— START RECORDED DATA —

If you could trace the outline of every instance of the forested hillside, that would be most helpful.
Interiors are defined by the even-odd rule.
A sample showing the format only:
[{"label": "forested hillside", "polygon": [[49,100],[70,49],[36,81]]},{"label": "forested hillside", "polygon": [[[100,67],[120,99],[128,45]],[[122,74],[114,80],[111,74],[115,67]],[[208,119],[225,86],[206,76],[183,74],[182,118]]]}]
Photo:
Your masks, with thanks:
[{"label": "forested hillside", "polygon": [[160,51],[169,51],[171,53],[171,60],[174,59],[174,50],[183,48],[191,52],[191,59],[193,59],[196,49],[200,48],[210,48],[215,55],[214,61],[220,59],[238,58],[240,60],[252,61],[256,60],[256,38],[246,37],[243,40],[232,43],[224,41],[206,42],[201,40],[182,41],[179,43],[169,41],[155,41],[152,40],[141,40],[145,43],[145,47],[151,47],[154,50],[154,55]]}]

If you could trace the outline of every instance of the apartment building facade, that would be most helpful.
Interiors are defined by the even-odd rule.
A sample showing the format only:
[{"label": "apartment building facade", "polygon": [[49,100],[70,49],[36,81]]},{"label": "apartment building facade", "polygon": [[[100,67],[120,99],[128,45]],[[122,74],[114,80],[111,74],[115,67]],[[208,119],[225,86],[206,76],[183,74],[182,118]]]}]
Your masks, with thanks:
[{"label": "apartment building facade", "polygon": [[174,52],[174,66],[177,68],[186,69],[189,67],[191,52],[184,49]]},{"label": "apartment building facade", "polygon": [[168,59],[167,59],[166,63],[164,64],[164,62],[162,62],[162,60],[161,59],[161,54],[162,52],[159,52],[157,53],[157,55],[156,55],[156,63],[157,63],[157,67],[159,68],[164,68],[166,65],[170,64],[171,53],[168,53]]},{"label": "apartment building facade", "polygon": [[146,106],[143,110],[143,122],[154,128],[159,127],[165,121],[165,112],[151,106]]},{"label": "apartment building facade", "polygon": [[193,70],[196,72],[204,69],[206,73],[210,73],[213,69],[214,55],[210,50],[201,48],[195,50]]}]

— END RECORDED DATA —

• **TASK DETAILS**:
Output all preceding records character for character.

• **SOLUTION**:
If you could trace the outline of every instance of the forested hillside, that would be most helpful.
Interiors are defined by the even-odd rule.
A sample showing the format only:
[{"label": "forested hillside", "polygon": [[49,100],[70,49],[36,81]]},{"label": "forested hillside", "polygon": [[[100,67],[120,99],[128,45]],[[122,74],[114,80],[111,74],[115,67]],[[208,119],[225,86],[206,76],[183,74],[182,118]]]}]
Photo:
Your masks, with thanks:
[{"label": "forested hillside", "polygon": [[160,51],[169,51],[171,53],[171,60],[174,59],[174,50],[183,48],[191,52],[191,59],[193,59],[196,49],[200,48],[210,48],[215,55],[214,61],[220,59],[238,58],[240,60],[252,61],[256,60],[256,38],[246,37],[243,40],[232,43],[224,41],[206,42],[201,40],[182,41],[179,43],[169,41],[155,41],[152,40],[141,40],[145,43],[145,47],[151,47],[154,50],[154,55]]}]

If you could trace the outline of every instance of the apartment building facade, that would be most helpful.
Interiors are defined by the even-odd rule.
A sample showing the format only:
[{"label": "apartment building facade", "polygon": [[49,100],[70,49],[36,81]]},{"label": "apartment building facade", "polygon": [[[100,67],[120,99],[128,45]],[[122,74],[114,80],[111,74],[115,67]],[[208,119],[225,86],[206,76],[183,74],[182,118]]]}]
Your masks, with thanks:
[{"label": "apartment building facade", "polygon": [[174,52],[174,66],[177,68],[186,69],[189,67],[191,52],[184,49]]},{"label": "apartment building facade", "polygon": [[168,59],[167,59],[166,63],[164,64],[164,62],[162,62],[162,60],[161,59],[161,54],[162,52],[159,52],[157,53],[157,55],[156,55],[156,63],[157,63],[157,67],[159,68],[164,68],[166,65],[170,64],[171,53],[168,53]]},{"label": "apartment building facade", "polygon": [[146,106],[143,110],[143,122],[154,128],[159,127],[165,121],[165,112],[151,106]]},{"label": "apartment building facade", "polygon": [[193,70],[196,72],[204,69],[206,73],[210,73],[213,69],[214,55],[210,50],[201,48],[195,50]]}]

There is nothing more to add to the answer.